[Selected passage — start]

The tenure of the scheme is five years and can be optionally extended for another three years. It comes with an interest rate of 8.2% p.a. The interest is credited quarterly in a savings account maintained with the same post office. The investment in SCSS qualifies for deduction under Section 80C up to a maximum of Rs.1.5 lakh. The interest earned annually is taxable. But, the senior citizens can claim a deduction of up to Rs.50,000 under Section 80TTB. No TDS will be deducted if form 15 G/15H is submitted and accrued interest is not above prescribed limit.
The deposits must be kept for 5 years. Premature withdrawal is subject to closing charges. If the account closes before 1 year, no interest will be payable and if any interest paid in the account shall be recovered from the principal. If the account closes after 1 year but before 2 years from the date of opening, an amount of 1.5 % will be deducted from the principal amount. If the account closes after 2 years but before 5 years from the date of opening, an amount of 1 % will be deducted from the principal amount. Extended accounts can be closed after the expiry of one year from the date of extension of the account without any deduction.

[Selected passage — finish]
[Source material — start]

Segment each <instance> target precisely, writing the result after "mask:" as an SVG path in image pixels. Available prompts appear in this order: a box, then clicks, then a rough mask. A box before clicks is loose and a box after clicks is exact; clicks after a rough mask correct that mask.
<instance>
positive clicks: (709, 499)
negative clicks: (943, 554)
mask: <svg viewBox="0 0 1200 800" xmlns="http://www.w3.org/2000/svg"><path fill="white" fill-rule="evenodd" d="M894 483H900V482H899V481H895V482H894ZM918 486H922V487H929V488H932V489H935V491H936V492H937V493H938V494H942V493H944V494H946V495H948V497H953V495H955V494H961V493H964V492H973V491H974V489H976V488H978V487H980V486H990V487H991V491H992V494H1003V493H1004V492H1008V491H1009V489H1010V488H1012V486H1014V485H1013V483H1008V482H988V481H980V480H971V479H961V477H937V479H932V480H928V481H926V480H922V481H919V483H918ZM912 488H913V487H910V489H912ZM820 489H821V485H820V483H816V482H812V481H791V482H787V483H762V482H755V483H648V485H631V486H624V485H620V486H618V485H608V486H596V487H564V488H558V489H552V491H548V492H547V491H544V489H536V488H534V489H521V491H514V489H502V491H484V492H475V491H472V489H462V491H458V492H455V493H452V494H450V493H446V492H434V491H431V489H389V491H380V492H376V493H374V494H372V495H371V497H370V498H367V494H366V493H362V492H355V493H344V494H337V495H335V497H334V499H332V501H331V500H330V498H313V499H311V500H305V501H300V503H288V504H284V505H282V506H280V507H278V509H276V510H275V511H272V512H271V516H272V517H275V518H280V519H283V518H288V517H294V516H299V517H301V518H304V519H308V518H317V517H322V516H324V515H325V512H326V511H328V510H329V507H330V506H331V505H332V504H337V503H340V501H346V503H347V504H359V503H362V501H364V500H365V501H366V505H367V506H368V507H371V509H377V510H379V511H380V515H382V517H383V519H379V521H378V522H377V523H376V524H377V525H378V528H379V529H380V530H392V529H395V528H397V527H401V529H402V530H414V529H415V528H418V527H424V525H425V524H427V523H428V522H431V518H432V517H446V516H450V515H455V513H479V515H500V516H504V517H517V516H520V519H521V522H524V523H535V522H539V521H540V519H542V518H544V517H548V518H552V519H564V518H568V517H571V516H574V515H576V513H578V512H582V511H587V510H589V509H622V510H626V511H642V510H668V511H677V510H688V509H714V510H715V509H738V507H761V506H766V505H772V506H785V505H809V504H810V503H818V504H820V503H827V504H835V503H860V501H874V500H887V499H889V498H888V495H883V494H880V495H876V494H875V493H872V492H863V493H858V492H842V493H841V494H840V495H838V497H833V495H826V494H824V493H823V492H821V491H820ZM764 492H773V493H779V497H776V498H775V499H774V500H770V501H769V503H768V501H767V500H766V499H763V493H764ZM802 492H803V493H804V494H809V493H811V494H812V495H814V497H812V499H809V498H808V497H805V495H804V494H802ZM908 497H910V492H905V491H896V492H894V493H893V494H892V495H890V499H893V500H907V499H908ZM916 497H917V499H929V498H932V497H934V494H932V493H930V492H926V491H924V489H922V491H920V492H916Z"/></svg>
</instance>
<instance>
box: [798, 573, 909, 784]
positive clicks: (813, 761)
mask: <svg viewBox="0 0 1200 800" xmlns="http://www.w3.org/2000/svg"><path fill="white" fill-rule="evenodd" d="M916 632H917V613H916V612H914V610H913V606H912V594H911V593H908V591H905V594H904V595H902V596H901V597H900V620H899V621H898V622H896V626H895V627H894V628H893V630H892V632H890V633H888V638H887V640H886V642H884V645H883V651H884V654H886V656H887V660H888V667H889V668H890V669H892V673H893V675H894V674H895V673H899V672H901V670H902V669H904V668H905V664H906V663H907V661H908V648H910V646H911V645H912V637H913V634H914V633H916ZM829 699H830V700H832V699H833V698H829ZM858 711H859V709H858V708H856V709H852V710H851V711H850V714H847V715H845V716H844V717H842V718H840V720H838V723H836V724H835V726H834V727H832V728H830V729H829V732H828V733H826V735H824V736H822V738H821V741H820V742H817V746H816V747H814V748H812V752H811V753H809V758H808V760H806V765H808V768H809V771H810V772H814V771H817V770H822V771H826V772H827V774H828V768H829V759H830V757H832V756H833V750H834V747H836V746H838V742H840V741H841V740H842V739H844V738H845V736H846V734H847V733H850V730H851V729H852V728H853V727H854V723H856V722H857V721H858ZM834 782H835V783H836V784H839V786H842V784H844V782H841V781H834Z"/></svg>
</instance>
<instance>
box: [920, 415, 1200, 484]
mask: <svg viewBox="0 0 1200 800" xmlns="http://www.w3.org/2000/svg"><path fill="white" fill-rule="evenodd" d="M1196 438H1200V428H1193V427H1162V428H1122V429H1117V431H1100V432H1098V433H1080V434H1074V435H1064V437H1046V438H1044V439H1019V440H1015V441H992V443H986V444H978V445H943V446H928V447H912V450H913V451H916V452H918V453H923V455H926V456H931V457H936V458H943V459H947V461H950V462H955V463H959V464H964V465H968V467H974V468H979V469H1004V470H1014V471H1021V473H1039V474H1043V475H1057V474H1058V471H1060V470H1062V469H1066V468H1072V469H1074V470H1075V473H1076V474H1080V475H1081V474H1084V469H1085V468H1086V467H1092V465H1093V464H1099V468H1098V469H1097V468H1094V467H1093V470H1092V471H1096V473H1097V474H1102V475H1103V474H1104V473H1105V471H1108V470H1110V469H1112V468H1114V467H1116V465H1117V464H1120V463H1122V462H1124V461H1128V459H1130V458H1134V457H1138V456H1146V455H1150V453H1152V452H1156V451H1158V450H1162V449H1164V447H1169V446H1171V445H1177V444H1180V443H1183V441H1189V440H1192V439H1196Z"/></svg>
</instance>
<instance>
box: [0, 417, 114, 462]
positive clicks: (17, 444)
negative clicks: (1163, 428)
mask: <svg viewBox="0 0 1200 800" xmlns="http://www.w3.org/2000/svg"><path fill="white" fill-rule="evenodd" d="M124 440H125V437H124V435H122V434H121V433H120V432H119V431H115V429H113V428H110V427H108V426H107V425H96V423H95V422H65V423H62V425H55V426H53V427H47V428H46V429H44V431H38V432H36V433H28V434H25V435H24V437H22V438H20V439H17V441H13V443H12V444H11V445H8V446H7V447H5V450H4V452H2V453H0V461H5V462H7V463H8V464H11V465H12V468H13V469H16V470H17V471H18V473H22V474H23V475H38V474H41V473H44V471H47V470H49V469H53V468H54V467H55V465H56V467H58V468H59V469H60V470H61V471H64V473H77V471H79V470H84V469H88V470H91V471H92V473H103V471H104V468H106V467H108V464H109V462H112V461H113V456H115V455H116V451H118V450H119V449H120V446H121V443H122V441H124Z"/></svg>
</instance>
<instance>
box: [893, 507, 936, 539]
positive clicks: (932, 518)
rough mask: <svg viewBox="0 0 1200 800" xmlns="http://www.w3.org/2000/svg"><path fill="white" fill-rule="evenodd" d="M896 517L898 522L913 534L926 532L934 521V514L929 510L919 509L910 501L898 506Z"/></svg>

[Source material — finish]

Tasks to perform —
a) Set down everything in the SCSS passage from "The tenure of" down to "above prescribed limit.".
b) Supply the next part of the SCSS passage, starting right after its final sentence.

Answers by item number —
a)
The tenure of the scheme is five years and can be optionally extended for another three years. It comes with an interest rate of 8.2% p.a. The interest is credited quarterly in a savings account maintained with the same post office. The investment in SCSS qualifies for deduction under Section 80C up to a maximum of Rs.1.5 lakh. The interest earned annually is taxable. But, the senior citizens can claim a deduction of up to Rs.50,000 under Section 80TTB. No TDS will be deducted if form 15 G/15H is submitted and accrued interest is not above prescribed limit.

b)
Account may be closed after 5 years from the date of opening by submitting a prescribed application form with a passbook at the concerned Post Office. In case of death of the account holder, from the date of death, the account shall earn interest at the rate of PO Savings Account. In case the spouse is a joint holder or a sole nominee, the account can be continued till maturity if the spouse is eligible to open an SCSS account and not have another SCSS Account.
You can invest in Kisan Vikas Patra, a fixed-rate small savings scheme, by approaching your nearest post office. The investment has a tenure of 9 years and 5 months (115 months) at an interest rate of 7.5% p.a. Your money stands doubled at the end of the tenure of 115 months. The scheme encourages long-term investments and suits risk-averse investors who have excess money. Investment in Kisan Vikas Patra offers Tax benefits up to Rs.1.5 Lakh under Section 80C of the Income Tax Act, 1961.
The minimum investment is Rs.1,000 with no upper limit on investments. KVP offers guaranteed returns and comes with a premature encashment option after completing two and a half years. There is a possibility of changes in the maturity period based on interest rate variation. However, the maturity value will be printed on your certificate. The investment and interest earned are not eligible for a tax deduction or an exemption. You can use the certificate as collateral to get loans from banks.
KVP may be pledged or transferred as security to the government, companies, banks, housing finance companies, etc, by submitting a prescribed application form at the concerned Post Office supported with an acceptance letter from the pledgee.
(i) On the death of account holder to nominee/legal heirs.
(ii) On the death of account holder to joint holder(s).
(ii) On order by the court.
(iii) On pledging of account to the specified authority.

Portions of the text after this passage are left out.